Researchers work on preeclampsia - a pregnancy complication - thanks primarily to the donations and contributions of pregnant individuals. But results and advances rarely reach back to these individuals, not for many years. Icíar's work on the placenta and preeclampsia involves science communication to fully engage this community, create foundations of trust and dialogue with them, and give back to the community.
The placenta is a temporary organ that nourishes and protects the growing baby, and facilitates transport of nutrients and oxygen by invading maternal arteries to establish blood supply. Abnormalities in the development of the placenta can lead to preeclampsia, a pregnancy complication characterized by maternal hypertension that affects 2-8% of women worldwide and increases the risk of dangerous outcomes for both mother and child. Preeclampsia is a highly heterogeneous condition that occurs in a spectrum of severity and is only resolved after delivery of the baby. In addition, the biological sex of the child, and thus of the placenta, plays a role in development and pregnancy outcomes, with evidence that female sex increases the risk for PE with preterm birth. In my doctoral thesis work, I am leading two studies to elucidate some aspects of this complex disorder in the organ where it has its origin: first, to characterize molecular subtypes of preeclampsia that can pave the path to a more complete classification of this disorder, and second, to investigate how biological sex affects preeclampsia. The ability to define molecular subtypes of preeclampsia and understand how biological sex affects this disorder will facilitate future studies of this disorder and potentially inform clinical practice. Advances in the understanding and treatment of pregnancy complications are only possible thanks to the generous donation of placentas from pregnant individuals, yet research findings are primarily shared to the research community. Pregnant individuals may have an interest in learning about how placental research improves maternal and child health, and could benefit from understanding its clinical importance. By creating a website with accessible educational resources to learn about the placenta, I hope to engage this community and set a foundation for trust and involvement of pregnant individuals in this research field.
What does being a Public Scholar mean to you?
Being a Public Scholar means having the opportunity to take research findings beyond the lab bench to share them with pregnant women, who make placental research possible.
In what ways do you think the PhD experience can be re-imagined with the Public Scholars Initiative?
The PSI allows for doctoral research work to create a positive impact in the community in a direct way. Although academia is evolving, the way in which we share our work is typically limited to peers in our same discipline; by belonging to this network, we cross bridges that we normally wouldn't, have the opportunity to translate our research in a wider variety of formats beyond traditional publications, and are challenged to step out of our comfort zones. While the importance of knowledge translation is becoming increasingly recognized by scientists, this work is often conducted in the sidelines and considered as secondary in importance to the pursuit of research. Metrics of scientific success generally revolve around publication prestige (i.e., number, impact factor…); however, we must reframe what we think of as scientific excellence by elevating non-traditional skills such as communication and empathy to the same level of importance. For instance, knowledge translation plans have become a requirement of many funding agencies, yet there is minimal training offered in this area as part of our education. Incorporating this project as part of my doctoral thesis recognizes knowledge translation as a fundamental component to our training as emerging scientists, and demonstrates that it is scholarly work that complements an otherwise traditional research thesis in the sciences.

******

Exercise
Reproduce the passage on placental research word for word, starting with "Researchers work on" and going on through "to the community.". The items after this point come from a different source than the passage on placental research.

******

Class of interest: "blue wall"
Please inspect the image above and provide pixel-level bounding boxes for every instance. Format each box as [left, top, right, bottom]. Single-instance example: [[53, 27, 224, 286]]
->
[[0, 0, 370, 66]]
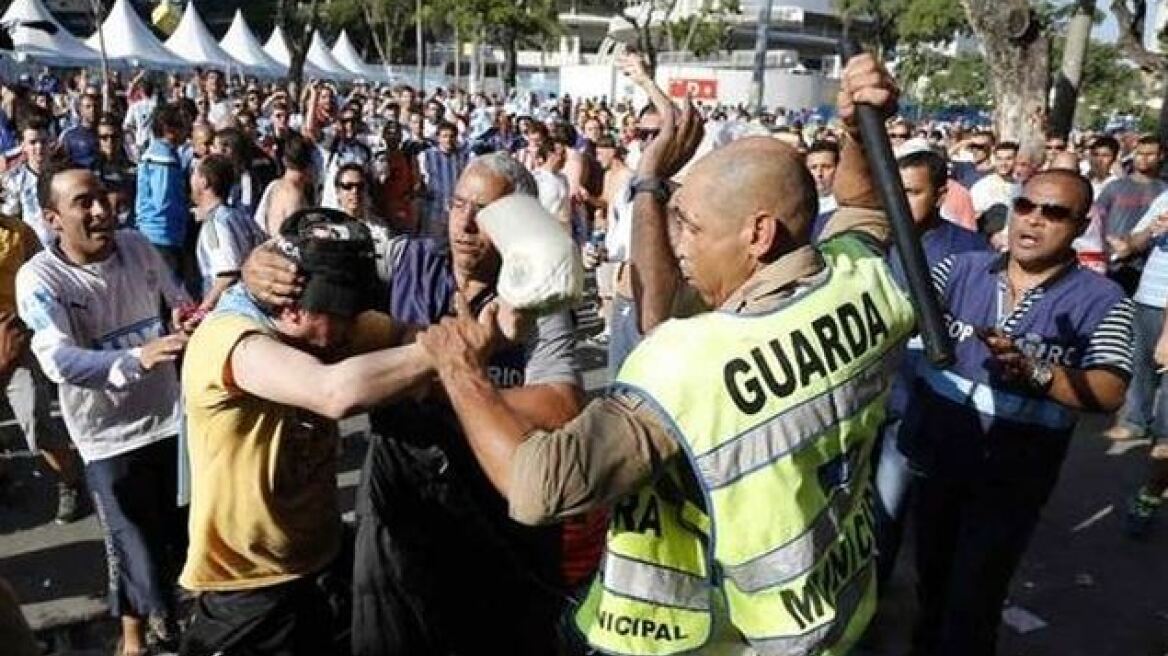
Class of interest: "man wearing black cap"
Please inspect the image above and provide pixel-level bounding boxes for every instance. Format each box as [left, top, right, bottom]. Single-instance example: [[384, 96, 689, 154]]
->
[[180, 209, 431, 656], [243, 153, 593, 656]]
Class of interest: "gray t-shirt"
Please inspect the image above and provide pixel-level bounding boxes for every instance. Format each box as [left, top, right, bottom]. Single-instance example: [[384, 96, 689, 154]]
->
[[1094, 175, 1168, 237]]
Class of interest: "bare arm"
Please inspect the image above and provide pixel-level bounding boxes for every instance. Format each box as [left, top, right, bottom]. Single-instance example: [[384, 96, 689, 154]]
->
[[442, 354, 536, 496], [619, 55, 704, 334], [230, 334, 433, 419], [199, 275, 239, 309], [500, 383, 584, 431], [1047, 367, 1127, 412]]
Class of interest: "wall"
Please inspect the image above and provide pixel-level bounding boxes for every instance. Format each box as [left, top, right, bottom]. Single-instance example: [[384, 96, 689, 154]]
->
[[559, 65, 839, 110]]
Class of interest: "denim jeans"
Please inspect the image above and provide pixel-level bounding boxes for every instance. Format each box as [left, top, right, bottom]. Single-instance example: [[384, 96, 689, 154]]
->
[[609, 294, 642, 379], [872, 419, 913, 587], [1119, 303, 1168, 438]]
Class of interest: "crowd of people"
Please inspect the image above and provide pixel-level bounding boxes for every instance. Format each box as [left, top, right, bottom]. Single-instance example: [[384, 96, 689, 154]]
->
[[0, 48, 1168, 656]]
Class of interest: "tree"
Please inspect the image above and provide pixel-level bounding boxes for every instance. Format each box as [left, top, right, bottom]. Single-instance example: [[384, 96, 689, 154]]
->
[[1051, 39, 1145, 128], [836, 0, 1051, 140], [325, 0, 413, 64], [598, 0, 741, 75], [1111, 0, 1168, 75], [961, 0, 1050, 142], [242, 0, 322, 85]]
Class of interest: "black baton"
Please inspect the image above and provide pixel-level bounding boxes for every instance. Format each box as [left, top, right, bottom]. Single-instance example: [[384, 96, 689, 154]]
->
[[840, 37, 953, 369]]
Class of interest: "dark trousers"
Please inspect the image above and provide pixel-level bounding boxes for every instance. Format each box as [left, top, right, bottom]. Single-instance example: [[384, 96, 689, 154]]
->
[[353, 429, 566, 656], [179, 577, 340, 656], [85, 438, 187, 617], [912, 466, 1054, 656]]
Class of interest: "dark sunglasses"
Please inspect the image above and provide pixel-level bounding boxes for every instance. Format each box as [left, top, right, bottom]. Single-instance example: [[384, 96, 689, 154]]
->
[[1014, 196, 1075, 221]]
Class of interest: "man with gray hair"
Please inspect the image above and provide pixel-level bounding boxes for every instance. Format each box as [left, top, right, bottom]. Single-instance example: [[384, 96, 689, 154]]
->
[[244, 154, 604, 656]]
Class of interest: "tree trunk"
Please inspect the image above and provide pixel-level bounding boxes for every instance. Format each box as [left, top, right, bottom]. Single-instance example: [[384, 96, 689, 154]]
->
[[1050, 0, 1094, 139], [961, 0, 1050, 144], [466, 28, 482, 93], [361, 0, 391, 70], [451, 19, 463, 89], [503, 26, 519, 91]]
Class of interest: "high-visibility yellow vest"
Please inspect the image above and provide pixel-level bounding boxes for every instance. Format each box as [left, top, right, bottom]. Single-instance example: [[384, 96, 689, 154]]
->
[[576, 235, 913, 656]]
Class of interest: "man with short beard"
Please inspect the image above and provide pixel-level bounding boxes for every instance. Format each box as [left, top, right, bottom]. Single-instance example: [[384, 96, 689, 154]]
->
[[244, 153, 593, 656], [180, 208, 430, 656], [902, 170, 1133, 656], [58, 93, 100, 168], [16, 163, 189, 655]]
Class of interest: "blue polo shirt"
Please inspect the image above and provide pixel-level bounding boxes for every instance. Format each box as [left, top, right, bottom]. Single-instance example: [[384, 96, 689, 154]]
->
[[134, 139, 190, 247], [888, 219, 990, 418], [901, 252, 1133, 484]]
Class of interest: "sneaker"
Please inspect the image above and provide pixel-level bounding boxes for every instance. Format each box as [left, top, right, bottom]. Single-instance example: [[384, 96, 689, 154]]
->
[[55, 483, 81, 524], [146, 613, 179, 656], [1124, 488, 1163, 538], [1103, 424, 1143, 442]]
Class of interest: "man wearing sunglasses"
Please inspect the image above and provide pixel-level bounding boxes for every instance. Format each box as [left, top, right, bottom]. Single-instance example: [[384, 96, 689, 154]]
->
[[950, 131, 994, 189], [318, 104, 373, 209], [901, 170, 1133, 656]]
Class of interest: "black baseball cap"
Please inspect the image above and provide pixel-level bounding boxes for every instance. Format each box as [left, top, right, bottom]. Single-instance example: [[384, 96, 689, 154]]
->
[[278, 208, 378, 317]]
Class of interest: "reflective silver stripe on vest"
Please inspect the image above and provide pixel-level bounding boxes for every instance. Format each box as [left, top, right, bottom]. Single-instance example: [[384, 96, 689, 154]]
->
[[746, 565, 872, 656], [695, 348, 901, 490], [723, 488, 871, 592], [602, 551, 710, 610]]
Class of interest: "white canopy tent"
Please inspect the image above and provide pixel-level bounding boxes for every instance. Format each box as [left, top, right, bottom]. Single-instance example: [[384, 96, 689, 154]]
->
[[166, 2, 253, 72], [85, 0, 192, 70], [307, 32, 356, 79], [264, 26, 331, 79], [220, 9, 288, 77], [0, 0, 102, 65], [333, 29, 389, 82]]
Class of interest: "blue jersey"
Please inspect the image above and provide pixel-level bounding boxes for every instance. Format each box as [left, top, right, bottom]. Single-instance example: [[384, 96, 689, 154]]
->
[[888, 221, 989, 417], [902, 252, 1133, 481], [134, 139, 190, 247]]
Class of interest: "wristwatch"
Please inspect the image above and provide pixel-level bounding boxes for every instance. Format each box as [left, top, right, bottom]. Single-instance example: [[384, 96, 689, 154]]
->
[[1030, 360, 1055, 393], [631, 177, 672, 204]]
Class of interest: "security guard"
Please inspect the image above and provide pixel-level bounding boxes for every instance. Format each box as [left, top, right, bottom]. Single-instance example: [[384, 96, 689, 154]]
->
[[419, 56, 913, 656]]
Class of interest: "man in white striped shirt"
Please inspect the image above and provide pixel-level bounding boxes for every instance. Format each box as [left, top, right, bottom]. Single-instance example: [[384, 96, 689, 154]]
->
[[418, 123, 471, 239], [1106, 186, 1168, 538], [16, 163, 188, 654], [901, 170, 1132, 656]]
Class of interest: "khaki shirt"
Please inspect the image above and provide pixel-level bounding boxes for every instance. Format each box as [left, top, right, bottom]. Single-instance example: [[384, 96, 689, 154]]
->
[[508, 208, 890, 524]]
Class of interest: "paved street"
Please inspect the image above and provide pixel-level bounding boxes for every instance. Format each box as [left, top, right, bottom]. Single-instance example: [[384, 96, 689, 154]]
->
[[0, 333, 1168, 656]]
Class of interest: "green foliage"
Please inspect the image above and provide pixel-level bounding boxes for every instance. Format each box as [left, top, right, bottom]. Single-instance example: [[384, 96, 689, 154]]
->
[[1051, 37, 1145, 127], [665, 0, 741, 57], [835, 0, 969, 51], [897, 49, 993, 112]]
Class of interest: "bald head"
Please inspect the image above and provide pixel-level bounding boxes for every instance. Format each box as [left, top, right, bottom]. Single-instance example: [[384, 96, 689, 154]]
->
[[682, 137, 819, 251]]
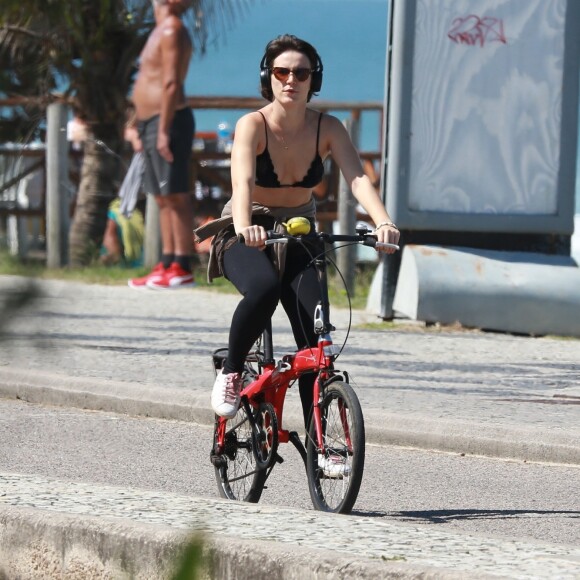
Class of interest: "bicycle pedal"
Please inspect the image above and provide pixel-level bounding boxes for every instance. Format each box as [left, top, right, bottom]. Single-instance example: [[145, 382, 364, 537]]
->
[[209, 453, 227, 468]]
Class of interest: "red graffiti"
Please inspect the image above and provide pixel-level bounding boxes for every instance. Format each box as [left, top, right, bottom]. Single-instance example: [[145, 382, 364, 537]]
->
[[447, 14, 507, 46]]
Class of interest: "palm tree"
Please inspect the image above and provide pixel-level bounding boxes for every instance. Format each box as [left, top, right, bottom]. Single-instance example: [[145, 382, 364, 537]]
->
[[0, 0, 251, 267]]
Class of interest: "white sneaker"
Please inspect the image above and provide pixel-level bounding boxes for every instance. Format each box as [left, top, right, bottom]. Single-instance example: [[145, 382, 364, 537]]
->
[[211, 371, 242, 419], [318, 454, 350, 479]]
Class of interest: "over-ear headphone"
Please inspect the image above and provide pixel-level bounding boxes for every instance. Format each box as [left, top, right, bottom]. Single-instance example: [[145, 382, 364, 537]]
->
[[260, 54, 324, 93]]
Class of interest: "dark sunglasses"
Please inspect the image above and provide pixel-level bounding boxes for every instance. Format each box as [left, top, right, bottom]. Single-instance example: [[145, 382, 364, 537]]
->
[[272, 66, 312, 83]]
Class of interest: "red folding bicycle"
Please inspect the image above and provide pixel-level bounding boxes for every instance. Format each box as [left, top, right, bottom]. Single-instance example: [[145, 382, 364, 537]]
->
[[210, 225, 399, 513]]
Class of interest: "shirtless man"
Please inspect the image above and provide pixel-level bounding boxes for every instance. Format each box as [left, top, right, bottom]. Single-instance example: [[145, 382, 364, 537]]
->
[[129, 0, 195, 289]]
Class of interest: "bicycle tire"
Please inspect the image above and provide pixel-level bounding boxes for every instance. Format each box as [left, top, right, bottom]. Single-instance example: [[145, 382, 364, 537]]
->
[[214, 405, 268, 503], [306, 381, 365, 514]]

******

Completed exercise
Researchers work on preeclampsia - a pregnancy complication - thanks primarily to the donations and contributions of pregnant individuals. But results and advances rarely reach back to these individuals, not for many years. Icíar's work on the placenta and preeclampsia involves science communication to fully engage this community, create foundations of trust and dialogue with them, and give back to the community.